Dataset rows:
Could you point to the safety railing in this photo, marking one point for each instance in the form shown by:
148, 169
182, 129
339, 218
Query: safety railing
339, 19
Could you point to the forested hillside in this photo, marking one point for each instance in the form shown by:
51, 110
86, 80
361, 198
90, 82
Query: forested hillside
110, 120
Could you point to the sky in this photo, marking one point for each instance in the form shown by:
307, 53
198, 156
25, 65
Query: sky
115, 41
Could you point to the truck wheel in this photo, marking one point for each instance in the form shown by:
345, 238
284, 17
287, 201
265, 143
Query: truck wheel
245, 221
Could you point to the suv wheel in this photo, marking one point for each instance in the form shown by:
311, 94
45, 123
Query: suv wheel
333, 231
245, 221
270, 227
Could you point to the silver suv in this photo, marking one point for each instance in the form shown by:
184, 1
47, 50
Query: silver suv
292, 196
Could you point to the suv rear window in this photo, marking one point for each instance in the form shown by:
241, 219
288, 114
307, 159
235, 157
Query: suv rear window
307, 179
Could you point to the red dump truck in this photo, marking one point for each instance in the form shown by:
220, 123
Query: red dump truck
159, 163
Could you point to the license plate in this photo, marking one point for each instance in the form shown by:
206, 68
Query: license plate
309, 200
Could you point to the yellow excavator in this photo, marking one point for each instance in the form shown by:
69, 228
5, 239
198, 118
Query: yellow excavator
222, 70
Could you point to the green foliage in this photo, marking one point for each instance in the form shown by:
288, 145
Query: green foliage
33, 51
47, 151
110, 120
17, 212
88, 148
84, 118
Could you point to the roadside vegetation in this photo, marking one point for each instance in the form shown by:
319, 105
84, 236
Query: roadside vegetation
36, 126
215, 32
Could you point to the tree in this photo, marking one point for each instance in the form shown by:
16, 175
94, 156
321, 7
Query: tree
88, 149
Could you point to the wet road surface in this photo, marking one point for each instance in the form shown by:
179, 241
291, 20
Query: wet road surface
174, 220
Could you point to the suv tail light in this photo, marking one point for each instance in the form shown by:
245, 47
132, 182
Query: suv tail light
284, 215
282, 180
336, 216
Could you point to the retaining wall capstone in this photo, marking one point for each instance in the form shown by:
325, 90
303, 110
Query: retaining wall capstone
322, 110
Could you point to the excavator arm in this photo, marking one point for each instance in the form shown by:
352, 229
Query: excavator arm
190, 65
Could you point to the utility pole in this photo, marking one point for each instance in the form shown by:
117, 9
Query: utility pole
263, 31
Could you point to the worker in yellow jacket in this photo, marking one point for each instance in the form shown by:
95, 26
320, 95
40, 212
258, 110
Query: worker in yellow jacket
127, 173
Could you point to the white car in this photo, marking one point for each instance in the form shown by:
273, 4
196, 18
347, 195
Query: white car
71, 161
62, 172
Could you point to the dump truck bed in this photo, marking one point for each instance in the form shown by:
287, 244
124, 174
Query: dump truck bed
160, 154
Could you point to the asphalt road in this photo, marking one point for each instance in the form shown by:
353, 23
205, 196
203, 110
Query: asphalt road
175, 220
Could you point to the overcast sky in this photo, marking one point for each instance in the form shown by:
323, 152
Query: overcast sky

• Exercise: Output the listing above exactly as it appears.

• Problem solution:
Could you point to the safety railing in this photo, marking one point for each instance in the form shown by:
148, 169
182, 129
339, 218
Query: safety railing
339, 19
Could you point to the forested hillside in this photo, marking one point for each instance in the form shown by:
51, 110
86, 80
361, 198
90, 82
Query: forested hillside
110, 120
Could you point to the sky in this photo, marking one point for each instance in the form shown by:
307, 53
198, 156
25, 65
Query: sky
115, 41
Could you point to the truck wheel in this photo, marking one point for each instance in the form shown by:
345, 238
284, 17
287, 201
265, 143
Query: truck wheel
245, 221
Could you point to the suv wheel in this photo, marking one point for each instance in the form shown by:
311, 94
45, 123
Query: suv wheel
333, 231
245, 221
270, 227
Could you point to the silver suv in this photo, marking one point for each instance in the form shown by:
184, 1
47, 50
Query: silver suv
292, 196
Could you point to the suv rear window in this photo, marking one point for each instance in the form shown by:
241, 219
288, 114
307, 159
235, 157
Query: suv rear window
307, 179
Could you point to the red dump truck in this photo, marking one point for each instance in the form shown by:
220, 123
Query: red dump truck
159, 163
Could you point to the license plate in this photo, marking one point for each instance in the form shown by:
206, 68
Query: license plate
309, 200
Could you point to the yellow excavator in this photo, marking one point for each instance in the form shown by:
69, 228
5, 239
198, 118
Query: yellow excavator
222, 70
Could you point to the green foliage in this photo, marking one point for each instance in the form shown by:
288, 145
Query: green foliage
33, 51
47, 151
110, 120
17, 212
88, 148
84, 118
Could you point to the roadside vegetation in this photo, marking one point for each instance in the form shown by:
319, 105
84, 236
Query: roadside vegetation
36, 126
215, 32
Could you point to the tree in this photo, marking one point for each instance in the form shown by:
16, 175
94, 156
321, 7
Query: tree
88, 149
Could you point to the wet road surface in this photo, marking one point for each instance in the form shown by:
179, 241
291, 20
Query: wet road surface
174, 220
Could you point to the suv tail light in this photo, marking one point for each instance in the form shown by:
245, 47
132, 182
Query: suv tail light
284, 215
282, 180
336, 216
Could you point to the retaining wall capstone in this photo, marking one point for each instance in the form shown by:
325, 90
303, 110
Query: retaining wall capstone
322, 110
Could you point to the excavator arm in this photo, marking one point for each instance in the form shown by:
352, 229
Query: excavator arm
190, 65
Could you point to the utility pole in this photo, marking one point for each instance in the form shown by:
117, 9
Query: utility pole
263, 31
Could you point to the worker in yellow jacket in this photo, marking one point for each instance in the form shown by:
95, 26
320, 95
40, 212
258, 110
Query: worker in yellow jacket
127, 173
Could you point to the white car in this photo, marking one point for each instance in the form shown by:
273, 4
196, 18
347, 195
Query: white car
71, 161
62, 172
Could you point to the dump truck bed in this photo, marking one point for each instance in the form shown by:
287, 244
124, 174
Query: dump truck bed
160, 154
Could you point to the asphalt road in this photo, marking one point for each instance in the form shown by:
353, 23
205, 196
203, 110
Query: asphalt road
175, 220
Could you point to the overcast sky in this photo, marking one point for each instance in the form shown by:
323, 152
Query: overcast sky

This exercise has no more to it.